■ TASK DIRECTIONS:
Copy out only those lines running from the line with "example: [43, 251]" to the end of the listing, keeping each one exactly as it is.

------------------------------------------------------------

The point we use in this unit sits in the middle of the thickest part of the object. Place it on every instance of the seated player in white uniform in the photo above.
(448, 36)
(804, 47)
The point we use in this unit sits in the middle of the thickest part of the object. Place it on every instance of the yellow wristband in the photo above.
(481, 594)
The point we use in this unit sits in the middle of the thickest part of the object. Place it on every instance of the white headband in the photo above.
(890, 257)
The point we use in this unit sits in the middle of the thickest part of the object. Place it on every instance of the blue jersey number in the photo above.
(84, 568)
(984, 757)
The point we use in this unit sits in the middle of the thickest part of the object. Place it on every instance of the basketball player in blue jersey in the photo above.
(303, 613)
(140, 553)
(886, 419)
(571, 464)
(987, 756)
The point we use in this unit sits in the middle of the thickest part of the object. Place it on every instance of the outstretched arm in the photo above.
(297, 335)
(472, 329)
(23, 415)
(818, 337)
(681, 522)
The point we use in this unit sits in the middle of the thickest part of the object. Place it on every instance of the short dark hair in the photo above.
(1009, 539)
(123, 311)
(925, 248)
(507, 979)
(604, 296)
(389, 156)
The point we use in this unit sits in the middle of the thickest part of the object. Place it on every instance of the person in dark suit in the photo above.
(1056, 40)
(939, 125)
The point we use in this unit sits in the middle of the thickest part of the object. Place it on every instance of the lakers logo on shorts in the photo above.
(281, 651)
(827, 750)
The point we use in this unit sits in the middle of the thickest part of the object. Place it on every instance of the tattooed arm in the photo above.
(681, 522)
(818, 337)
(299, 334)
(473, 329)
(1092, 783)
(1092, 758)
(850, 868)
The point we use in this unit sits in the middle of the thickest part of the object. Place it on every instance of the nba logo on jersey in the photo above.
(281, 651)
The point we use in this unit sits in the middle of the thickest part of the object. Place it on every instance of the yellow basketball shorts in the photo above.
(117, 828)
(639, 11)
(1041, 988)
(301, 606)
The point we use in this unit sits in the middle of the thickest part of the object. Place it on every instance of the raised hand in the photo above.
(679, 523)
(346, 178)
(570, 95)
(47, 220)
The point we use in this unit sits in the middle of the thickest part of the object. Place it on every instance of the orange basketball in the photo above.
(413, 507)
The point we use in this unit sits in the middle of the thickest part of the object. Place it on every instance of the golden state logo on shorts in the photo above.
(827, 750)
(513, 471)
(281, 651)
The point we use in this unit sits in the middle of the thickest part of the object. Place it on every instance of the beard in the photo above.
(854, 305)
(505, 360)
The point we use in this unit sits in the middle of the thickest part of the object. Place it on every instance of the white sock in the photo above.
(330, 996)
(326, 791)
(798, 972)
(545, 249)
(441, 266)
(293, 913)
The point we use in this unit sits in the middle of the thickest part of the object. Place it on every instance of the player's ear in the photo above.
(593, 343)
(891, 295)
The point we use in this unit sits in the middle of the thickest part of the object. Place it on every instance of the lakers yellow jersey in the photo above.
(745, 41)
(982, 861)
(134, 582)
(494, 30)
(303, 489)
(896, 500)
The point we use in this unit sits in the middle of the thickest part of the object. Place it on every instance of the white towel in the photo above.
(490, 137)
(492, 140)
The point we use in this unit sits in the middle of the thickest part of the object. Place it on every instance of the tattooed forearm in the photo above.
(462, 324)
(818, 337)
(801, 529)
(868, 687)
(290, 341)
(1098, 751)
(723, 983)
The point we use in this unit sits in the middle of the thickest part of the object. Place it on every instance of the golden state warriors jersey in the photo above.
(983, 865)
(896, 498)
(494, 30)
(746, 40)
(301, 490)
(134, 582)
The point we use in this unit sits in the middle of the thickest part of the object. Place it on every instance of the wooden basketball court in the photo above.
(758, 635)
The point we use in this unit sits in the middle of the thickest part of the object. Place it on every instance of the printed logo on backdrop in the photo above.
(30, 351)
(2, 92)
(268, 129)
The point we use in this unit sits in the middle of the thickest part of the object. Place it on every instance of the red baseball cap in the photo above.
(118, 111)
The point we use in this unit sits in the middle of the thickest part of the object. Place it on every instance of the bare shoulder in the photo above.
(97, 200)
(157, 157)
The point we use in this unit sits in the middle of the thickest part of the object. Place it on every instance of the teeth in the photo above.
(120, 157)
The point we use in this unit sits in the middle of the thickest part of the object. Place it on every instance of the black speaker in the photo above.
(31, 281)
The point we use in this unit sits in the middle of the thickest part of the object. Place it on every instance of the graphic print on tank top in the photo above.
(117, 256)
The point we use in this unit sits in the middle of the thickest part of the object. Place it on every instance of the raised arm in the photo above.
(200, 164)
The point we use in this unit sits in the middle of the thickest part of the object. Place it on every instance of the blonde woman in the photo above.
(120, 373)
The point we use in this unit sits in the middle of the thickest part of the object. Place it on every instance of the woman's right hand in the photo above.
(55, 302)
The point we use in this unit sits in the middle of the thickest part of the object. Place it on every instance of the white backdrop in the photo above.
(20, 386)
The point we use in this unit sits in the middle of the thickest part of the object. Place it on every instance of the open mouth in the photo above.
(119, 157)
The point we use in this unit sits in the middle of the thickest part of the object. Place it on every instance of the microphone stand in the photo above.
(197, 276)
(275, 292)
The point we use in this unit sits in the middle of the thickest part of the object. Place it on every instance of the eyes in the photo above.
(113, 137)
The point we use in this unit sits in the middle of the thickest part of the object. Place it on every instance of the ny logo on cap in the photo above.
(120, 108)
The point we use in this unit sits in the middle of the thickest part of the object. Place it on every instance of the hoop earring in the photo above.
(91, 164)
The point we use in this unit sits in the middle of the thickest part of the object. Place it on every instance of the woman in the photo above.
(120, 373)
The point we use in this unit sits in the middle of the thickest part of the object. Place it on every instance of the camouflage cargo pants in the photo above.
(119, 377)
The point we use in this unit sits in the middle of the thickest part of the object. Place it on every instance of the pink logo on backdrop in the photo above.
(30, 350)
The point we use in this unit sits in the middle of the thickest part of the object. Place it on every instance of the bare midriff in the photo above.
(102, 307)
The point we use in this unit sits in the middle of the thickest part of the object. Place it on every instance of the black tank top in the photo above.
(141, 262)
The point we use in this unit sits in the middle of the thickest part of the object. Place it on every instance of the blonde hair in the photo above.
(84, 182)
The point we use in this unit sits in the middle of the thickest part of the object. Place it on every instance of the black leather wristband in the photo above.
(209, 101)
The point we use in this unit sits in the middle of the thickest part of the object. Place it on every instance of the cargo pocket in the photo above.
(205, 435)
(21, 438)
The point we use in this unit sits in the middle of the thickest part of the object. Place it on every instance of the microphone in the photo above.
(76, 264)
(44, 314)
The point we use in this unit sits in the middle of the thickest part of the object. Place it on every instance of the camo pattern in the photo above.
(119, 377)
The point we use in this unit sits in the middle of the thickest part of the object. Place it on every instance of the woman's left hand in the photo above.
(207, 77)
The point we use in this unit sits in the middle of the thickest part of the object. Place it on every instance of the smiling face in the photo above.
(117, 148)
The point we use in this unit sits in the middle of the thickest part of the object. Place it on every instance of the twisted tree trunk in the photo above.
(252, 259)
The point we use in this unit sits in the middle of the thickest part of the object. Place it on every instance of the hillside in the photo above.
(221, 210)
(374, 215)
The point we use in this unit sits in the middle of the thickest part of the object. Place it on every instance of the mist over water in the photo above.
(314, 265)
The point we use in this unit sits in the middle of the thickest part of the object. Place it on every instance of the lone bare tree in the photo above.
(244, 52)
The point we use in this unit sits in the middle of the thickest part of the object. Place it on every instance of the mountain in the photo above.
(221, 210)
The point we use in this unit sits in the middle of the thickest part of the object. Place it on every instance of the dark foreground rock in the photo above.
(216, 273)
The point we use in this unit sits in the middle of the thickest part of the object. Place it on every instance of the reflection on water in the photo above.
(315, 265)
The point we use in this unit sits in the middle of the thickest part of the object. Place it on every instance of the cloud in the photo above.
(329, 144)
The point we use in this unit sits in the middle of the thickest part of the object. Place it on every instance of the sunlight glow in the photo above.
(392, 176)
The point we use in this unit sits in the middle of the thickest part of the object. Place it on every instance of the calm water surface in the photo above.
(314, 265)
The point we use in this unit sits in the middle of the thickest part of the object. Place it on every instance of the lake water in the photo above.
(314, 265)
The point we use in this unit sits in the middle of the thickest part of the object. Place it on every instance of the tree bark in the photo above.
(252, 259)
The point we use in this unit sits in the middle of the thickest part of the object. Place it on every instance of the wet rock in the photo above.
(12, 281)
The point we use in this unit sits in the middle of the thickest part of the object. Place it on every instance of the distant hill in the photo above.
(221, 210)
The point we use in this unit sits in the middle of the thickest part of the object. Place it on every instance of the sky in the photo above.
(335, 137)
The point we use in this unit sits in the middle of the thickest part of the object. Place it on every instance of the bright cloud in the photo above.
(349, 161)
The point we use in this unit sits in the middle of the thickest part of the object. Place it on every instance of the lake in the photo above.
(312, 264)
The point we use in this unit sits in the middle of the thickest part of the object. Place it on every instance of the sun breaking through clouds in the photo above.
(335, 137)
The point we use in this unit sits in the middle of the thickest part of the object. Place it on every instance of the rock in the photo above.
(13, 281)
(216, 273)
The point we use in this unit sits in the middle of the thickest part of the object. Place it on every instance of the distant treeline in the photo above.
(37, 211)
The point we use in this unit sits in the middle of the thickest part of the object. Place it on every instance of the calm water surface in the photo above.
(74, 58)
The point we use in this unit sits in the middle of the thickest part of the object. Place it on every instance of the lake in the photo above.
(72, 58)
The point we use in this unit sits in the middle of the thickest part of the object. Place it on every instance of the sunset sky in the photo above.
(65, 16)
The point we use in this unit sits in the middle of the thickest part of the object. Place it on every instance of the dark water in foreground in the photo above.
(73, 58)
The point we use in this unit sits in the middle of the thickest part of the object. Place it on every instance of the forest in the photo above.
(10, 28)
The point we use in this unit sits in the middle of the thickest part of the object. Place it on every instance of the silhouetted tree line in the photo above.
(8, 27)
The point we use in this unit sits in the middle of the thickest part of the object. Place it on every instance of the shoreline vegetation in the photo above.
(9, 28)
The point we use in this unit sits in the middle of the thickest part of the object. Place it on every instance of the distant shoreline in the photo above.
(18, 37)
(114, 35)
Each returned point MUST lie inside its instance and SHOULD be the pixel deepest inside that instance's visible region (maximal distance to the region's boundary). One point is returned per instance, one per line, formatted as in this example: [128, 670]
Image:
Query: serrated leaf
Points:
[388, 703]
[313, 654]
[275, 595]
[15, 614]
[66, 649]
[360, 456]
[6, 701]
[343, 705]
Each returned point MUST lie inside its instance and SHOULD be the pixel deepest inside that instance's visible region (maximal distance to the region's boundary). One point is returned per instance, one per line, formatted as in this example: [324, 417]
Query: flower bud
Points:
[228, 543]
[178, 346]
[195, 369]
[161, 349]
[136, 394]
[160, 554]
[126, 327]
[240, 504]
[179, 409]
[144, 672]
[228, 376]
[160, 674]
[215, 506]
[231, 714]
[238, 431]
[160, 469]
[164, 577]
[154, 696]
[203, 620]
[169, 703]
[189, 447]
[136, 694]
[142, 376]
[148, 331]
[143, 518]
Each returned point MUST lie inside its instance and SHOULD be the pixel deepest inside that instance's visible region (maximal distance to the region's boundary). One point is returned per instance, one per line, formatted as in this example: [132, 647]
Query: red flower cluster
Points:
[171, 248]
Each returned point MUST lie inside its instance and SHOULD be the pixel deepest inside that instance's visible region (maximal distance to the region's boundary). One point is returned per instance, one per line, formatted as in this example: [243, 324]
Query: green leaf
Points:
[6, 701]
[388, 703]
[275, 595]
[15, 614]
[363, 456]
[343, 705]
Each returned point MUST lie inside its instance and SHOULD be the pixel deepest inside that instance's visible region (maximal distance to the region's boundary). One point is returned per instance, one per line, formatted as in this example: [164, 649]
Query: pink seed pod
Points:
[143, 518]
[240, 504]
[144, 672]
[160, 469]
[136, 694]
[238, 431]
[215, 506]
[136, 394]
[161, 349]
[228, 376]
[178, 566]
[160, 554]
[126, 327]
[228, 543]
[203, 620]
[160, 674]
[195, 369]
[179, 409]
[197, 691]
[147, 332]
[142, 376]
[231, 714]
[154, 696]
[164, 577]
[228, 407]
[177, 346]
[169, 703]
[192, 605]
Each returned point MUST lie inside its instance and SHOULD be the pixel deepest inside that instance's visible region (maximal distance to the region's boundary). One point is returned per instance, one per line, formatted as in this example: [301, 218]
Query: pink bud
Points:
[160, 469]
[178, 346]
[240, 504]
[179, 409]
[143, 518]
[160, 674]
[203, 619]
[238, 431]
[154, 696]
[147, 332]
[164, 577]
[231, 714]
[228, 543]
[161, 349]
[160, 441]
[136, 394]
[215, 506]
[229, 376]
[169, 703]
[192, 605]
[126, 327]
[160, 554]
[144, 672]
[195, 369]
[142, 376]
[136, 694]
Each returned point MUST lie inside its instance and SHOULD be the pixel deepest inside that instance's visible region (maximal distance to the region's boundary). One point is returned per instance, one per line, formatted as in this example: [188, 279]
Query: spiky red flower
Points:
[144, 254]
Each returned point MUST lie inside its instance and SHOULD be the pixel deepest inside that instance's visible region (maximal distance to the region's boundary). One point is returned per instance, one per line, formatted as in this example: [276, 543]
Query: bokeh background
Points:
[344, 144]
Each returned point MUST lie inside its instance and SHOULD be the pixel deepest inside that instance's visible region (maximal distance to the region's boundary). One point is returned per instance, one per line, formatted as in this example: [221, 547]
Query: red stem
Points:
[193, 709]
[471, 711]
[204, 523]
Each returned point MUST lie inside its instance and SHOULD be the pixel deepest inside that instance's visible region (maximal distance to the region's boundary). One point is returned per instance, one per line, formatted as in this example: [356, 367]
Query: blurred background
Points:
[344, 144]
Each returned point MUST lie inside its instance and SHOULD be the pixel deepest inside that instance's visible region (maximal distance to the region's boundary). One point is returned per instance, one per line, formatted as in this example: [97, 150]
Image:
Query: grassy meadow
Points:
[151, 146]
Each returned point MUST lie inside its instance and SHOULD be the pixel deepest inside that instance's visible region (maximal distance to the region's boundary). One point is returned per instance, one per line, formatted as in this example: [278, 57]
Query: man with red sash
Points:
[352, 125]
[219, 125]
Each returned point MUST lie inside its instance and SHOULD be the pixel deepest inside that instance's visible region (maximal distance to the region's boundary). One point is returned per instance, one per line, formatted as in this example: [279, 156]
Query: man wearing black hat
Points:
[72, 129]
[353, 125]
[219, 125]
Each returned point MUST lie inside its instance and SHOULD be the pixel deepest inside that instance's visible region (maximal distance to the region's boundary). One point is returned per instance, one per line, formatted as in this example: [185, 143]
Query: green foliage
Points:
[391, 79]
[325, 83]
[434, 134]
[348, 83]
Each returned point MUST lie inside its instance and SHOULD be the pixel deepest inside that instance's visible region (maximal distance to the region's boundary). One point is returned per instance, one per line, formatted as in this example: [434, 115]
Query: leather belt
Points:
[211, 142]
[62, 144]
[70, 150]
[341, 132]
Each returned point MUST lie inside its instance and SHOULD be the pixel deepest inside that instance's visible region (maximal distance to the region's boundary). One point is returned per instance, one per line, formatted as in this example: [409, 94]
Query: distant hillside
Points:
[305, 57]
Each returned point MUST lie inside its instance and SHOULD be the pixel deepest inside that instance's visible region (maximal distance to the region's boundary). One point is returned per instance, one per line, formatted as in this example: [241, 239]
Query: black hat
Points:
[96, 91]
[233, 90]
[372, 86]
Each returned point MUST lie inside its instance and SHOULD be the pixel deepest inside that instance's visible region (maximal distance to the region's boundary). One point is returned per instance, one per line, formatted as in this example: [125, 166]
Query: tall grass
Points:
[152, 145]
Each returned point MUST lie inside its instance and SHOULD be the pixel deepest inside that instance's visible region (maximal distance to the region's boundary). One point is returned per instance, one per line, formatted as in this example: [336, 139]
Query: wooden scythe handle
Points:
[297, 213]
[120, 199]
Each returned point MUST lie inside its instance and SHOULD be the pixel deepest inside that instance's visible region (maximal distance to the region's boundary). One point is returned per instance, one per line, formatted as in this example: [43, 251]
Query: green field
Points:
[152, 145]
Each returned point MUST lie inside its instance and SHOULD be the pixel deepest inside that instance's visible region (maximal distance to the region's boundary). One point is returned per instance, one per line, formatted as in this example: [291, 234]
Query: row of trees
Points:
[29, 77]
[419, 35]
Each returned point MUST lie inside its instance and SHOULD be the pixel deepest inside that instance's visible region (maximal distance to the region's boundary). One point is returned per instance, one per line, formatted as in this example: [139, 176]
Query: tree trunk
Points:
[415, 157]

------------------------------------------------------------

■ RESPONSE:
Each returned point MUST lie inside its instance and SHOULD be the pixel deepest inside that instance's visible region (maximal distance to the region's boundary). One point is returned per instance, one per line, formatted as in this example: [43, 251]
Query: green field
Points:
[152, 145]
Each returned point MUST lie inside its instance and SHOULD be the pixel deepest inside that instance's visible region (maximal distance to the region's boundary). One point is returned per instance, one per line, formatted as in this example: [291, 234]
Query: row of trees
Points:
[29, 77]
[419, 35]
Each returned point MUST lie inside its instance and SHOULD be the pixel deepest inside that instance's visible region (maximal distance to the region's boundary). One point is returned per instance, one per line, formatted as in this example: [139, 176]
Query: tree trunk
Points:
[415, 157]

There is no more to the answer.